**WHAT THE EXERCISE ASKS**
Give the lines of the records below as a JSON list of strings, one string per line with blank lines left out, from the line that contains "formatted like [320,80]." through the end of the records.

**PROVIDED RECORDS**
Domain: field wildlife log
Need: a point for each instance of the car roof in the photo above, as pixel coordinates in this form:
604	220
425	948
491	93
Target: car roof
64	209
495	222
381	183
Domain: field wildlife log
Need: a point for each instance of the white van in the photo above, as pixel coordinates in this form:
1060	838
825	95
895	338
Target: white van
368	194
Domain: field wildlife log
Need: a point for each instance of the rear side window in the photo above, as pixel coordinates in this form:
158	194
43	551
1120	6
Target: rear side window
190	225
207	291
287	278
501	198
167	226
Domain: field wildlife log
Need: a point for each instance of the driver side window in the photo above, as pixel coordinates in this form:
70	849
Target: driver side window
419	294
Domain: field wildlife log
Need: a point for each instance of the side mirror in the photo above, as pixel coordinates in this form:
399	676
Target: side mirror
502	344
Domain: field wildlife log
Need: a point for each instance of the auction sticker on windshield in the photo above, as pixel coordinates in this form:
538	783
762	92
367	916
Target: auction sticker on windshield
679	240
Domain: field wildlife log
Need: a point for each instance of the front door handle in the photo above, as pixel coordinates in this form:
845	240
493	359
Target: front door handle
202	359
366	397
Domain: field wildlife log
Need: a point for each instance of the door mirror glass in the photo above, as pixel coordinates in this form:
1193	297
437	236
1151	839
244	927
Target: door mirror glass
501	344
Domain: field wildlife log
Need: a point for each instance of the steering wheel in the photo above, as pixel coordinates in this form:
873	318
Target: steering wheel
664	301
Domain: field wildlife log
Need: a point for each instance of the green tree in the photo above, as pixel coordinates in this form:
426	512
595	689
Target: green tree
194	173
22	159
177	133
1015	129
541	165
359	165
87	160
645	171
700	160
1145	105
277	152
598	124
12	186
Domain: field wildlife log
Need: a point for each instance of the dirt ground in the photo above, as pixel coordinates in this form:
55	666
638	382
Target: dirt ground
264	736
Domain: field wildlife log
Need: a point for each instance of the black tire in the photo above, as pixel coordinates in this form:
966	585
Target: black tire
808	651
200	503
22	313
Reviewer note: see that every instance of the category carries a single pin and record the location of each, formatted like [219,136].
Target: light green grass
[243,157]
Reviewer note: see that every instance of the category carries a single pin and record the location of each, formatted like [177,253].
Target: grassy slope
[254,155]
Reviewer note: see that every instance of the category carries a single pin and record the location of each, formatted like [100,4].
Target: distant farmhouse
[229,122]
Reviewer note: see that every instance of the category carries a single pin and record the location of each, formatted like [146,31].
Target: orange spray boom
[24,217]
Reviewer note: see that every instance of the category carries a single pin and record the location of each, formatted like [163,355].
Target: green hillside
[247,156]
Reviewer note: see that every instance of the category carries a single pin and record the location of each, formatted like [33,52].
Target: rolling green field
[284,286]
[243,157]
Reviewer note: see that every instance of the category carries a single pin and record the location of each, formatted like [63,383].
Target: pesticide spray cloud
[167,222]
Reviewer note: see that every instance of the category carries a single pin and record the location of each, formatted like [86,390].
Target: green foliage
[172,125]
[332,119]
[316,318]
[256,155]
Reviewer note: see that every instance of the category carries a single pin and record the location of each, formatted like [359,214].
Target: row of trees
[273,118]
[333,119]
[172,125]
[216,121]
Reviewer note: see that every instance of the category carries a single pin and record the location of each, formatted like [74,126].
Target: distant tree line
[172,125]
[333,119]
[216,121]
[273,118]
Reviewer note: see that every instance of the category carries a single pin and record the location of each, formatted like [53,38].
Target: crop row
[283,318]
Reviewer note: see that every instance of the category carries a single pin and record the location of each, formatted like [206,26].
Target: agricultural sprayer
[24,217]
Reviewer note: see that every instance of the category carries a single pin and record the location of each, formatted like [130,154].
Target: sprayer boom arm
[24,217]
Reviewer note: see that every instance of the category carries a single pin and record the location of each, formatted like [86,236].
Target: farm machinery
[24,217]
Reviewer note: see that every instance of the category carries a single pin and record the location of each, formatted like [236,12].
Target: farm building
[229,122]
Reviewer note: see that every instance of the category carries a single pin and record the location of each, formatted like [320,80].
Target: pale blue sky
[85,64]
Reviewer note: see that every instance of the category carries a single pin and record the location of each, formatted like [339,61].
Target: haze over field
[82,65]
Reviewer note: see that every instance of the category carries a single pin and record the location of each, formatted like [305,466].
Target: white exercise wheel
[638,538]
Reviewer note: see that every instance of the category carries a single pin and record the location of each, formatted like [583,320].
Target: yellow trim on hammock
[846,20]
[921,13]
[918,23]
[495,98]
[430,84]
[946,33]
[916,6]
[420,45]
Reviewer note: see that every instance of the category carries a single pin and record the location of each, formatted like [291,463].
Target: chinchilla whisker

**WORKED SOLUTION**
[
  "Reviewer note: see that every instance of the category carries a single pin and record the location of each, formatted like [320,80].",
  "Target: pale blue sky",
  "[85,64]",
  "Reviewer note: see that every instance of the category carries a single pin and record the location of each, formatted like [339,61].",
  "Target: haze over field",
  "[82,65]",
  "Reviewer note: see that every instance of the category carries a single pin and record the location of each, formatted like [305,466].",
  "Target: white exercise wheel",
  "[638,538]",
  "Reviewer note: see that every instance of the category carries a single pin and record the location of each, formatted like [583,320].",
  "Target: yellow trim on hammock",
  "[846,20]",
  "[921,13]",
  "[918,23]",
  "[495,98]",
  "[430,84]",
  "[946,33]",
  "[916,6]",
  "[420,45]",
  "Reviewer note: see that every instance of the category carries a single pin and record the location of each, formatted like [291,463].",
  "Target: chinchilla whisker"
]